▶ _Request_
Reproduce all of the data below without alteration; exclude every picture.

▶ _Source data_
---

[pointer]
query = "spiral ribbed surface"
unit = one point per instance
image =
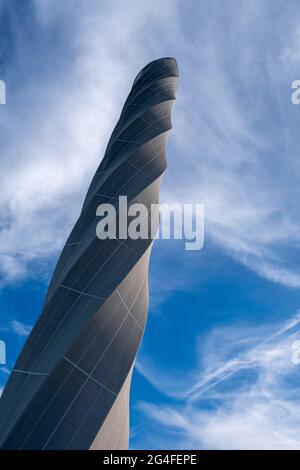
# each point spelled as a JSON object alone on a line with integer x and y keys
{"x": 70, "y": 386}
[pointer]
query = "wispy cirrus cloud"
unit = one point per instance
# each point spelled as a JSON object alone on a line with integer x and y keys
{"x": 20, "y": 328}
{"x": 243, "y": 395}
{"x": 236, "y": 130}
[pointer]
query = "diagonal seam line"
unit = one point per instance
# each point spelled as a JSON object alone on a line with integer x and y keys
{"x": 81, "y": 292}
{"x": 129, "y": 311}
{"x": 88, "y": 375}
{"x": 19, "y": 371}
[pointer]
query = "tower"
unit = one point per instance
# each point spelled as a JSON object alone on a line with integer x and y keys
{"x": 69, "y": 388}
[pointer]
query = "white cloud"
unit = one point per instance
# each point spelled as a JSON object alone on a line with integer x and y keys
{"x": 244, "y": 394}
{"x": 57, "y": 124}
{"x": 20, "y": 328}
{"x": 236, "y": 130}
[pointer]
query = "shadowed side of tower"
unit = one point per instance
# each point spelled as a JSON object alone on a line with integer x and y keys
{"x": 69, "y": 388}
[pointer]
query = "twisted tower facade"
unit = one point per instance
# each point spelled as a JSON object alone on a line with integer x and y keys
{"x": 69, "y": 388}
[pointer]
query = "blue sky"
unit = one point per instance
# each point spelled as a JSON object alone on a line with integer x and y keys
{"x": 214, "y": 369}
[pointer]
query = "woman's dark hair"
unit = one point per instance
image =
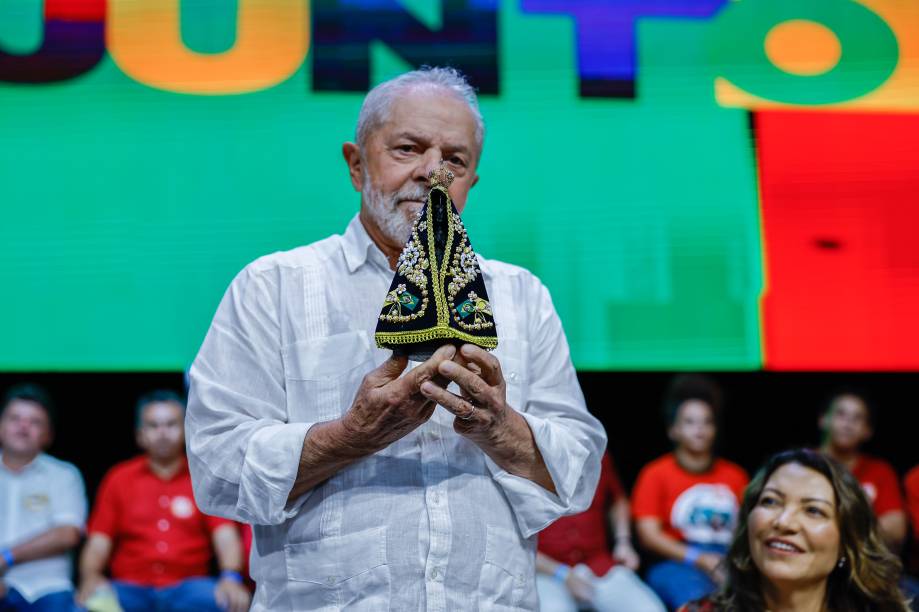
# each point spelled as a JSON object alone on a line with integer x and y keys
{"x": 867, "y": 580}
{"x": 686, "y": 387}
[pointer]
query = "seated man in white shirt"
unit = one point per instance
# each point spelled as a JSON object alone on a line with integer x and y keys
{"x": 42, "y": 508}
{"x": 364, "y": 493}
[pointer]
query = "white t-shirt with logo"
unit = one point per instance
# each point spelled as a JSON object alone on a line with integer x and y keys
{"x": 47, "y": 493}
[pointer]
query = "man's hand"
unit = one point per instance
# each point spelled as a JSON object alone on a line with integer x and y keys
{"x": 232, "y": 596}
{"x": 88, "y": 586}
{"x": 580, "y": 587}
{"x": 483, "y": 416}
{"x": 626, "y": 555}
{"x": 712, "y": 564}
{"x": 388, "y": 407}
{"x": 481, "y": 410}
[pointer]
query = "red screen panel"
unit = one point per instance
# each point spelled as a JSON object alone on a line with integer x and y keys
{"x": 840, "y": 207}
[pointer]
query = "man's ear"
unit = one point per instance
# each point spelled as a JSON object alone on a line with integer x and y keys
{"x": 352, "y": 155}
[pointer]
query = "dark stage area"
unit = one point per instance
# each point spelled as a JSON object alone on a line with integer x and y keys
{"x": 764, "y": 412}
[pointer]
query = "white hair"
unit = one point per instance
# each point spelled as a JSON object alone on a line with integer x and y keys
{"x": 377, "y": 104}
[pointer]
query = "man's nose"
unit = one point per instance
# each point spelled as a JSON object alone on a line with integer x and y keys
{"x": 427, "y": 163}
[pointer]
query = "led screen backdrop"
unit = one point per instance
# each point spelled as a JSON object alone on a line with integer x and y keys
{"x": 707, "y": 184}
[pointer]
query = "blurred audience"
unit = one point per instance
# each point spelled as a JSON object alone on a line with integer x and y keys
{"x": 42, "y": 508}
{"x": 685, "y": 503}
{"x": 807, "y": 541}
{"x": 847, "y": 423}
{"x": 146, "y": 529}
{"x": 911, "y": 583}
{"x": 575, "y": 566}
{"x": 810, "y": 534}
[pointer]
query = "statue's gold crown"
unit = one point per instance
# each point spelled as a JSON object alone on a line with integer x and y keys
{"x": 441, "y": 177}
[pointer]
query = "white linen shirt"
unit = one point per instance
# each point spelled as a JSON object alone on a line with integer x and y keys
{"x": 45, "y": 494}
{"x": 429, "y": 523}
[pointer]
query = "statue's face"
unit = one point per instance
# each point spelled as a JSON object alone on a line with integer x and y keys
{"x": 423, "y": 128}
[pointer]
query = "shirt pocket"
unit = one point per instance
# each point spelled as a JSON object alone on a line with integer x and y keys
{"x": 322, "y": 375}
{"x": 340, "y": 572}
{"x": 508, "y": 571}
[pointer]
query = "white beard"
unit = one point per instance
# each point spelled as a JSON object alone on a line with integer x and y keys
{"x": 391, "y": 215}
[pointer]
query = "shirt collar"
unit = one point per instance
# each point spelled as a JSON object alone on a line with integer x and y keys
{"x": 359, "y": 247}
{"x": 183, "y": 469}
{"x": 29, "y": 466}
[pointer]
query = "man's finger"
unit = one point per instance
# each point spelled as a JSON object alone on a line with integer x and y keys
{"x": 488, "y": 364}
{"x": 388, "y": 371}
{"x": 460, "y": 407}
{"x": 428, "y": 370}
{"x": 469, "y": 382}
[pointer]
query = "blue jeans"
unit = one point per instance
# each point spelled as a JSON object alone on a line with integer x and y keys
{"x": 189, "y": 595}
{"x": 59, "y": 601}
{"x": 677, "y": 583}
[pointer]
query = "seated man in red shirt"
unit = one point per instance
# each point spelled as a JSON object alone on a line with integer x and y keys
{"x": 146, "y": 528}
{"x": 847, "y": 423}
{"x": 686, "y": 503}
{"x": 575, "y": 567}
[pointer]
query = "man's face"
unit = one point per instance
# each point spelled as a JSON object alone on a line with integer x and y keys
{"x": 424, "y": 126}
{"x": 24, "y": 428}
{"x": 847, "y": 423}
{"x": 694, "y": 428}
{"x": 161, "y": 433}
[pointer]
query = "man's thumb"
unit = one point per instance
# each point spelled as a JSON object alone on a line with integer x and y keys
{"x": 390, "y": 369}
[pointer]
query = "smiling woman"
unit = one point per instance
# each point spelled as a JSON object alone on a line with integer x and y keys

---

▶ _Reply_
[pointer]
query = "spiral ribbed surface"
unit = one point per instance
image =
# each point spelled as a JSON object alone on a line with integer x and y keys
{"x": 70, "y": 386}
[pointer]
query = "wispy cirrus cloud"
unit = one point per instance
# each point spelled as a JSON object alone on a line with integer x and y keys
{"x": 20, "y": 328}
{"x": 243, "y": 395}
{"x": 236, "y": 130}
[pointer]
query = "diagonal seam line"
unit = one point per instance
# each point spelled as a JSON object alone on a line with integer x and y keys
{"x": 81, "y": 292}
{"x": 129, "y": 311}
{"x": 88, "y": 375}
{"x": 19, "y": 371}
[pointer]
query = "tower"
unit = one point per instance
# each point spelled as a JSON object alone on a line with integer x and y keys
{"x": 69, "y": 388}
[pointer]
query = "white cloud"
unit = one point per instance
# each point spelled as a JSON object alone on a line with integer x and y keys
{"x": 244, "y": 394}
{"x": 57, "y": 124}
{"x": 20, "y": 328}
{"x": 236, "y": 130}
[pointer]
query = "shadowed side of tower"
unit = one point per instance
# each point spelled as a JSON object alone on a line with integer x and y keys
{"x": 69, "y": 388}
[pointer]
query = "twisted tower facade"
unit = one point per instance
# each point spelled as a JSON object alone on a line with integer x and y keys
{"x": 69, "y": 388}
[pointer]
query = "blue sky"
unit = one point per instance
# each point spelled as a JSON object alone on a line with integer x and y keys
{"x": 214, "y": 369}
[pointer]
query = "woman's dark hair"
unit = one point per instance
image =
# each point spelled as a JSON object alone on a line with integer x and y keys
{"x": 867, "y": 580}
{"x": 686, "y": 387}
[pointer]
query = "seated man in white shirt"
unit = one point per instance
# each point spelled as a JSON object alone on a line with integer x and y keys
{"x": 42, "y": 508}
{"x": 364, "y": 493}
[pointer]
query = "white t-shirt with logo"
unit = one point per instance
# each point spelled as a JSON object alone on a line with integer x and y keys
{"x": 47, "y": 493}
[pointer]
query = "man's hand"
unit = one point per instance
# each point spelled as a JSON object alone on a line with integer x and y keys
{"x": 232, "y": 596}
{"x": 88, "y": 586}
{"x": 580, "y": 587}
{"x": 483, "y": 416}
{"x": 626, "y": 555}
{"x": 712, "y": 564}
{"x": 388, "y": 407}
{"x": 481, "y": 410}
[pointer]
query = "red screen panel"
unit = one point per instance
# each point spelled as a JSON object alone on a line with integer x and y keys
{"x": 840, "y": 207}
[pointer]
query = "man's ear"
unit = one point per instance
# each point spelled as a JSON object alone on a line with integer x and y keys
{"x": 352, "y": 155}
[pointer]
query = "dark stage area"
unit = one point per instance
# each point spelled as a JSON object alone on a line with integer x and y keys
{"x": 764, "y": 412}
[pointer]
query = "white hair"
unit = one point per instance
# each point spelled as a JSON object alone on a line with integer x and y keys
{"x": 377, "y": 104}
[pointer]
query = "man's nose"
unit = one point per instance
# each point spelled as a JSON object alone on a line with integer x and y keys
{"x": 427, "y": 163}
[pointer]
query = "led screen backdrop"
unit = one point per instance
# each point spelled as a JSON object alone on a line with integer x and y keys
{"x": 707, "y": 184}
[pointer]
query = "blurred audience"
unit = one point per instance
# each point spelled as a JSON object alone on a line with integer x and y keys
{"x": 42, "y": 508}
{"x": 685, "y": 503}
{"x": 807, "y": 541}
{"x": 847, "y": 423}
{"x": 146, "y": 529}
{"x": 911, "y": 583}
{"x": 575, "y": 566}
{"x": 810, "y": 534}
[pointer]
query = "statue's gold crown"
unit = one point per instance
# each point spelled as a JSON object alone on a line with integer x and y keys
{"x": 441, "y": 177}
[pointer]
query = "white linen shirt"
unit = one point per instance
# each point spelled as a JSON object alone on a line with integer x and y keys
{"x": 45, "y": 494}
{"x": 429, "y": 523}
[pointer]
query = "statue's face"
unit = one point per instance
# each point spelled as a JSON object alone on a line with integer x and y keys
{"x": 423, "y": 128}
[pointer]
query = "shirt pocket"
unit = one point per instance
# each point spelled as a JSON object alone on a line with integer x and y keys
{"x": 322, "y": 375}
{"x": 340, "y": 572}
{"x": 508, "y": 571}
[pointer]
query = "white beard"
unit = one point per instance
# each point spelled as a JSON object alone on a line with integer x and y keys
{"x": 391, "y": 215}
[pointer]
query = "shirt collar"
unit = one point per instance
# each point spelled as a JSON object alone on a line with integer x and y keys
{"x": 359, "y": 247}
{"x": 183, "y": 469}
{"x": 29, "y": 466}
[pointer]
query = "man's finger"
unit = one point per instance
# each point spelled as a JSON object alone on a line with integer x and y keys
{"x": 488, "y": 364}
{"x": 388, "y": 371}
{"x": 460, "y": 407}
{"x": 428, "y": 370}
{"x": 469, "y": 382}
[pointer]
query = "blue jeans"
unit = one point per instance
# each point spelled as a JSON object alone on a line with integer x and y keys
{"x": 189, "y": 595}
{"x": 59, "y": 601}
{"x": 677, "y": 583}
[pointer]
query = "seated man in red shirt"
unit = one point per instance
# each point spelled as a JSON object alone on a line with integer x and y keys
{"x": 146, "y": 528}
{"x": 847, "y": 423}
{"x": 686, "y": 503}
{"x": 575, "y": 567}
[pointer]
query = "man's face"
unit = one point per instance
# each point spelled as a JSON object alone on a line with integer x and y keys
{"x": 424, "y": 126}
{"x": 24, "y": 428}
{"x": 847, "y": 423}
{"x": 694, "y": 428}
{"x": 161, "y": 433}
[pointer]
query = "man's thumb"
unit = one point per instance
# each point spelled as a JSON object alone on a line with integer x and y keys
{"x": 390, "y": 369}
[pointer]
query = "smiling woman"
unit = one point per instance
# each point spelled as a JSON object alone on a line with integer x and y keys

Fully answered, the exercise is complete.